━━━ Data ━━━
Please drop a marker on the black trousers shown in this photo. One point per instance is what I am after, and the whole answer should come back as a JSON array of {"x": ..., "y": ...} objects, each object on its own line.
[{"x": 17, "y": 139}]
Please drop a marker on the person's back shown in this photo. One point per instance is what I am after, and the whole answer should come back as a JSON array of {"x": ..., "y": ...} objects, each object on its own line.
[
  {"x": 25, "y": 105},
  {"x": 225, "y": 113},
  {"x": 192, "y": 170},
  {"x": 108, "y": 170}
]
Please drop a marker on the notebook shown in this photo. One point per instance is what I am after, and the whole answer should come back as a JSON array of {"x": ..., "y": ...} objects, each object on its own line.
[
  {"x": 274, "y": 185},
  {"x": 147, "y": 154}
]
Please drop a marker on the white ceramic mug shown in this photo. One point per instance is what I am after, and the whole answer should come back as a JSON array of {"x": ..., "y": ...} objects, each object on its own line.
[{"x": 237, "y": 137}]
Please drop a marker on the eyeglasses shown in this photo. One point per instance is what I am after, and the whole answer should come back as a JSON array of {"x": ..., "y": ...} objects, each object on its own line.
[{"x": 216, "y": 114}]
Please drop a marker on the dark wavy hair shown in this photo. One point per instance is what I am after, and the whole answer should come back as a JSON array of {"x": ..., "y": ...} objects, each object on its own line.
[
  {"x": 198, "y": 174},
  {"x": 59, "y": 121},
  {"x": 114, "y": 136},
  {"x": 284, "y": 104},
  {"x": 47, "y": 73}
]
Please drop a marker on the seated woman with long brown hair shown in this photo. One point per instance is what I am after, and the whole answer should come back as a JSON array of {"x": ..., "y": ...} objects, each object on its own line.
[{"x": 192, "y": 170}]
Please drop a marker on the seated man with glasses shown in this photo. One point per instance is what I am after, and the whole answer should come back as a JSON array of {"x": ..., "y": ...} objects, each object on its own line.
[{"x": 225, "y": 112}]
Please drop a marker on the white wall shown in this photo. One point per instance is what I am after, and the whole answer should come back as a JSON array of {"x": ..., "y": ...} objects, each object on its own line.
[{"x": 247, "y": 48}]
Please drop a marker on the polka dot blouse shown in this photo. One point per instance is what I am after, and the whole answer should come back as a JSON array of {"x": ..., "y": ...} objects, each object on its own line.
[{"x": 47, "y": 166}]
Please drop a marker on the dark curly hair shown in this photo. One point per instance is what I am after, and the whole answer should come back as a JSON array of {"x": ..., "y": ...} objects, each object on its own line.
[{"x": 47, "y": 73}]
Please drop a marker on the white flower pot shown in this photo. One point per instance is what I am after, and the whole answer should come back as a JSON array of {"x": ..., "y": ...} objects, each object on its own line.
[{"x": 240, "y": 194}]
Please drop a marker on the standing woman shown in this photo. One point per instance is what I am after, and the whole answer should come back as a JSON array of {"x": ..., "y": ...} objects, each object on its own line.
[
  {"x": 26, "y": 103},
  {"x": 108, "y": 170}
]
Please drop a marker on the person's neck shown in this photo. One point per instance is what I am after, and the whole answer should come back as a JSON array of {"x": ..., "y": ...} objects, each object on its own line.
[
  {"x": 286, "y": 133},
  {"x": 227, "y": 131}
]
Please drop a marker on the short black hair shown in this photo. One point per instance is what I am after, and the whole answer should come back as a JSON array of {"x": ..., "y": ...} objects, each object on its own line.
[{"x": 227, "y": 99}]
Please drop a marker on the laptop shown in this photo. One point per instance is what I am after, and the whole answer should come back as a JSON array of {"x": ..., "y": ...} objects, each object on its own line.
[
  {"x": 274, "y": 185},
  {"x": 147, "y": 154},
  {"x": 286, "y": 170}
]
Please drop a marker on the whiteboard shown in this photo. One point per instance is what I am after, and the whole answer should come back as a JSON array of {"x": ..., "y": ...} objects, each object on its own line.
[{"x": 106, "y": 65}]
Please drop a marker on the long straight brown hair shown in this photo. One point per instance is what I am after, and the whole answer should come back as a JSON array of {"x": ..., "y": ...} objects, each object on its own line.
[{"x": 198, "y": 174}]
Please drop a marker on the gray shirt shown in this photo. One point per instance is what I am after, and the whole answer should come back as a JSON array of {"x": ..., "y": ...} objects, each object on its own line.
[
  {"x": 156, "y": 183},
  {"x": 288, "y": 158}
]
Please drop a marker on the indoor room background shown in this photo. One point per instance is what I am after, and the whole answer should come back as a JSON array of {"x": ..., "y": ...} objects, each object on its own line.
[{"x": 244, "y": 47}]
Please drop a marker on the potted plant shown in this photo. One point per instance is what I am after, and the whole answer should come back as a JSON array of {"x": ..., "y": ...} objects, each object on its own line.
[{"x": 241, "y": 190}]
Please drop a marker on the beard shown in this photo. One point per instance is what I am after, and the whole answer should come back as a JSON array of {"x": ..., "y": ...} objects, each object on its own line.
━━━
Give back each line above precisely as it stands.

Please drop a marker on the black trousers shown in this photo. One point per instance is what I am after, and the whole answer should come back as a JSON array of {"x": ..., "y": ...} objects, each object on its own line.
[{"x": 17, "y": 139}]
Please drop a marker on the person's back shown in this photo. One point per instance is what I am after, and the whole answer should come back as a JSON array of {"x": ..., "y": ...} objects, each object on its own line.
[
  {"x": 25, "y": 105},
  {"x": 225, "y": 113},
  {"x": 192, "y": 170},
  {"x": 108, "y": 170}
]
Please drop a marker on the notebook shown in this photo. One point per instance is what I am after, and the whole answer should come back as a JSON array of {"x": ..., "y": ...} objects, each object on its own line.
[
  {"x": 274, "y": 185},
  {"x": 147, "y": 154}
]
Please drop a marker on the white ceramic mug shown in this photo. One point per instance is what I am after, and the whole answer should come back as a JSON array of {"x": ..., "y": ...} objects, each object on its own line.
[{"x": 237, "y": 137}]
Please drop a marker on the eyeglasses shown in this photo. One point per instance is what I am after, and the whole answer should come back as a JSON array of {"x": ..., "y": ...} objects, each object on its own line.
[{"x": 216, "y": 114}]
Please drop a marker on the dark wavy hair shown in this photo. One point per instance is what I am after, and the whole answer should come back as a JSON array of {"x": ..., "y": ...} objects, each object on its own line.
[
  {"x": 198, "y": 174},
  {"x": 59, "y": 121},
  {"x": 114, "y": 136},
  {"x": 284, "y": 104},
  {"x": 47, "y": 73}
]
Please drop a marker on the seated woman with long brown hair shown in this photo. One point per instance is what I am after, and the whole answer should come back as a JSON array of {"x": ..., "y": ...} objects, each object on its own line.
[{"x": 192, "y": 170}]
Please drop a marker on the seated man with glasses shown in this photo. One point per instance is what I am after, and the whole answer should come back as a JSON array of {"x": ..., "y": ...} objects, each object on its own line.
[{"x": 225, "y": 112}]
Please drop a marker on the white wall shown in this photo. One point per instance is what I am after, and the whole answer should come back as a JSON array of {"x": ..., "y": ...} objects, each object on its own line.
[{"x": 247, "y": 48}]
Please drop a marker on the polka dot blouse shown in this photo. One point per instance is what I am after, and the whole answer should come back as a JSON array of {"x": ..., "y": ...} objects, each object on its own line.
[{"x": 47, "y": 166}]
Please drop a marker on the dark curly hair shown in this photo. One point per instance is what I am after, and the whole answer should come back as a JSON array of {"x": ..., "y": ...} objects, each object on its own line.
[{"x": 47, "y": 73}]
Please drop a marker on the white flower pot shown in this photo. One point per instance is what I am after, and the whole answer should come back as a JSON array of {"x": ..., "y": ...} objects, each object on its own line.
[{"x": 240, "y": 194}]
Please drop a marker on the standing woman shown in this photo. One point per instance is what I am after, and the whole answer should come back as a JSON array of {"x": ..., "y": ...} objects, each object on its own line.
[
  {"x": 26, "y": 103},
  {"x": 108, "y": 170}
]
Please drop a marker on the person's neck shown in this photo. One point per instance is what I am after, and the whole answer should come back as a JSON array of {"x": ..., "y": ...} objects, each object on its own line.
[
  {"x": 286, "y": 133},
  {"x": 227, "y": 131}
]
Please drop a marker on the short black hair shown in this photo. One point per instance is what I am after, and the whole answer should come back as a JSON array of {"x": ..., "y": ...} objects, each object on its own line.
[{"x": 227, "y": 99}]
Please drop a marker on the laptop shown in this photo. One point per instance is what I am after, and the whole answer should come back as a JSON array of {"x": ..., "y": ...} objects, each object on its own line.
[
  {"x": 274, "y": 185},
  {"x": 147, "y": 154},
  {"x": 286, "y": 170}
]
Please drop a marker on the whiteboard shown in this photo. One point per instance is what I am after, and the whole answer should come back as a JSON array of {"x": ..., "y": ...} objects, each object on its own line.
[{"x": 106, "y": 65}]
Please drop a marker on the long straight brown hair shown in this photo. One point per instance is what I am after, and the whole answer should come back as a JSON array of {"x": ..., "y": ...} objects, each object on its own line.
[{"x": 198, "y": 174}]
Please drop a marker on the gray shirt shown in this photo. One point per instance is what I am after, and the whole answer should come back as a JSON array of {"x": ..., "y": ...} objects, each object on its own line.
[
  {"x": 156, "y": 183},
  {"x": 288, "y": 158}
]
Please drop a marker on the indoor room background shown in this photo. One point per instance is what I am after, and the whole answer should come back as a JSON array of {"x": ..., "y": ...} objects, each object on its own line.
[{"x": 244, "y": 47}]
Please drop a marker on the potted plant shown in this photo. One point per instance is what I am after, and the whole answer should come back as a JSON array of {"x": ..., "y": ...} objects, each object on its own line.
[{"x": 241, "y": 190}]
Please drop a marker on the beard shown in this photo. One point per instance is what I am after, and the whole answer should come back as a JSON array of {"x": ..., "y": ...} objects, each object on its own line.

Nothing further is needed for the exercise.